-- Extracted text start --

The Messenger, released in the United States as I Am the Messenger, is a 2002 novel by Markus Zusak, and winner of the 2003 Children's Book Council of Australia Book of the Year Award. The story is written from the perspective of the protagonist, taxi driver Ed Kennedy, whose journey begins after he stops a robbery and receives a playing card in the mail.

Plot
The protagonist is Ed Kennedy, an uninspired nineteen-year-old Australian taxi driver. Ed laments his mediocre life and strained relationship with his mother, as his father died recently and left Ed with only his dog, the Doorman, but does nothing to improve his situation, instead preferring to continue living alone and playing cards every week with his friends: Ritchie, who is unemployed and generally apathetic about life; Marv, a stingy carpenter; and Audrey, a fellow taxi driver whom Ed is in love with, although she does not reciprocate. After accidentally foiling a robbery he is proclaimed a hero by the public, though the robber leaves him a warning that he sees "a dead man" when he looks at Ed before being taken away by police.

One night, he receives a small unmarked envelope, inside of which is an Ace of Diamonds with three addresses and times of day written on them. His friends deny involvement, so Ed investigates the three addresses. Ed arrives at the first address at midnight, and witnesses a man raping his wife while their daughter cries on the porch. The second corresponds to a senile widow named Milla who lives alone, and the third is the address of a young girl named Sophie who runs barefoot every morning but still cannot win at her track meets. Realizing that the sender of the cards intends for Ed to involve himself with the three people, Ed researches Milla's history and discovers that she is waiting for her husband Jimmy, who died sixty years ago during World War II, so he pretends to be Jimmy and comes to read to her weekly. For Sophie, he raises her spirits by giving her an empty shoe box to encourage her to try running barefoot at her next competition; although she loses again, she still finds pride in her achievement. Ed is initially unsure how to approach the rapist, until he receives a gun in the mail with one bullet, indicating he is to shoot the man.Ed uses the gun to kidnap the man and threaten him to stop raping his wife. Ed, instead of killing the man,shoots the gun at the sky, and leaves the man, drugged to sleep with sleeping pill laced vodka, lying on the ground.

-- Extracted text end --
-- Data lines start --

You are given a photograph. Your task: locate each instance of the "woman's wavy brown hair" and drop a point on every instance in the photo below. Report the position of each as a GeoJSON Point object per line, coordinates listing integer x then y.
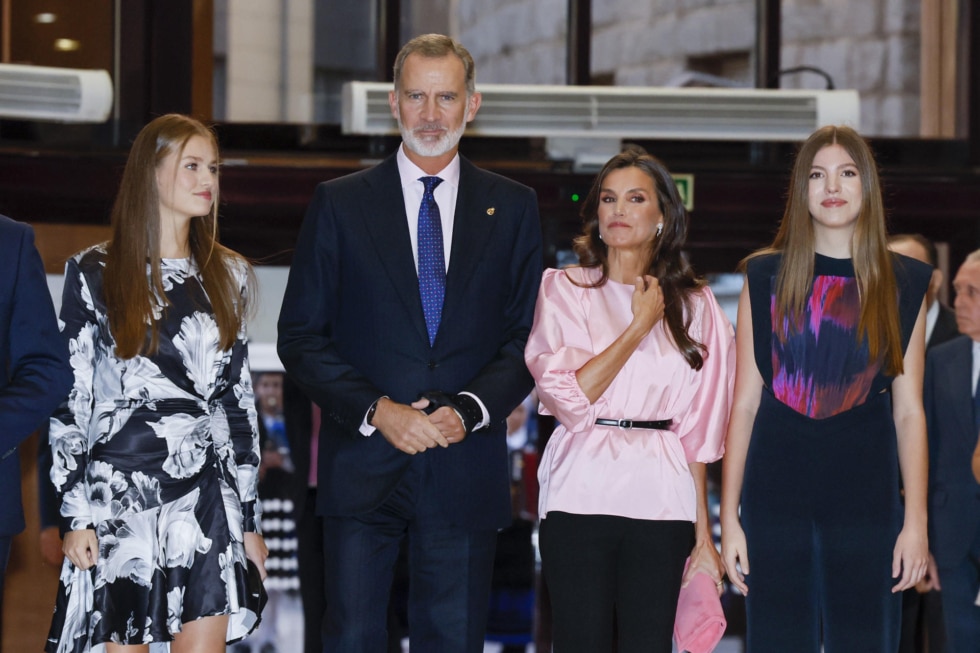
{"type": "Point", "coordinates": [135, 245]}
{"type": "Point", "coordinates": [667, 261]}
{"type": "Point", "coordinates": [879, 321]}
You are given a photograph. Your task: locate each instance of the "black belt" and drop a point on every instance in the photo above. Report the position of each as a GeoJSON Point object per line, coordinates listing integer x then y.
{"type": "Point", "coordinates": [658, 425]}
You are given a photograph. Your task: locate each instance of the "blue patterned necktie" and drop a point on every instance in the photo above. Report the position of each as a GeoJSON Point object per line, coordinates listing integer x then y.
{"type": "Point", "coordinates": [432, 262]}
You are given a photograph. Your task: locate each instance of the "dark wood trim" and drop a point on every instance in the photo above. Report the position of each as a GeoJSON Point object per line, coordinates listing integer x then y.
{"type": "Point", "coordinates": [971, 16]}
{"type": "Point", "coordinates": [389, 38]}
{"type": "Point", "coordinates": [578, 48]}
{"type": "Point", "coordinates": [768, 39]}
{"type": "Point", "coordinates": [202, 60]}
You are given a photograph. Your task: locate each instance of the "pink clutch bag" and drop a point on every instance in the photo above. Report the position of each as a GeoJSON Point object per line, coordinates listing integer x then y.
{"type": "Point", "coordinates": [700, 620]}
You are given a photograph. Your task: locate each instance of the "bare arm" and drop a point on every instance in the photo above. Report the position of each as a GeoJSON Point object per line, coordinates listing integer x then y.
{"type": "Point", "coordinates": [704, 556]}
{"type": "Point", "coordinates": [648, 307]}
{"type": "Point", "coordinates": [745, 404]}
{"type": "Point", "coordinates": [911, 553]}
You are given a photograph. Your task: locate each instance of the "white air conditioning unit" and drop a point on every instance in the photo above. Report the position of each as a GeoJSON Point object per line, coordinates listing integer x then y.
{"type": "Point", "coordinates": [58, 94]}
{"type": "Point", "coordinates": [617, 112]}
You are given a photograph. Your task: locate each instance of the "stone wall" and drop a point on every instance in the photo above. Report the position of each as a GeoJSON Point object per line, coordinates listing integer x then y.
{"type": "Point", "coordinates": [868, 45]}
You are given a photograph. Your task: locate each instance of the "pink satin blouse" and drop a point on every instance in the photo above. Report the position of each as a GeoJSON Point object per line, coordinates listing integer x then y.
{"type": "Point", "coordinates": [608, 470]}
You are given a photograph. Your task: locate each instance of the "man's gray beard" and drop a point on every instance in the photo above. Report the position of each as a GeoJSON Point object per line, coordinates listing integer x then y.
{"type": "Point", "coordinates": [428, 148]}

-- Data lines end --

### What is asked
- A) Please answer these questions from the text on The Messenger, one line each:
(i) Which award did the novel win in 2003?
(ii) What is the name of Ed's dog?
(iii) How long ago, and during which war, did Milla's husband Jimmy die?
- B) Decide whether each statement agrees with the text on The Messenger, answering yes or no and quoting the words that settle it:
(i) Ed Kennedy is a nineteen-year-old taxi driver.
(ii) Marv is unemployed.
(iii) Sophie wins her next competition after running barefoot.

### Results in order
- A)
(i) The Children's Book Council of Australia Book of the Year Award
(ii) The Doorman
(iii) Sixty years ago, during World War II

- B)
(i) Yes: "an uninspired nineteen-year-old Australian taxi driver"
(ii) No: "Marv, a stingy carpenter"
(iii) No: "although she loses again, she still finds pride in her achievement"